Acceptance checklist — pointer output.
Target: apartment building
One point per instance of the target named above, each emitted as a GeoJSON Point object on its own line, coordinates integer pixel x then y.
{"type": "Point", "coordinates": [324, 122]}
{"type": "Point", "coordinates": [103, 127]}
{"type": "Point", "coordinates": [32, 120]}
____________
Can you rewrite these lines so that "apartment building" becomes "residential tower" and nothing else changes?

Acceptance checklist — pointer output.
Target: residential tower
One point per instance of the target named above, each emitted as a GeoJSON Point object on its own line, coordinates integer pixel x then y.
{"type": "Point", "coordinates": [324, 122]}
{"type": "Point", "coordinates": [103, 127]}
{"type": "Point", "coordinates": [32, 120]}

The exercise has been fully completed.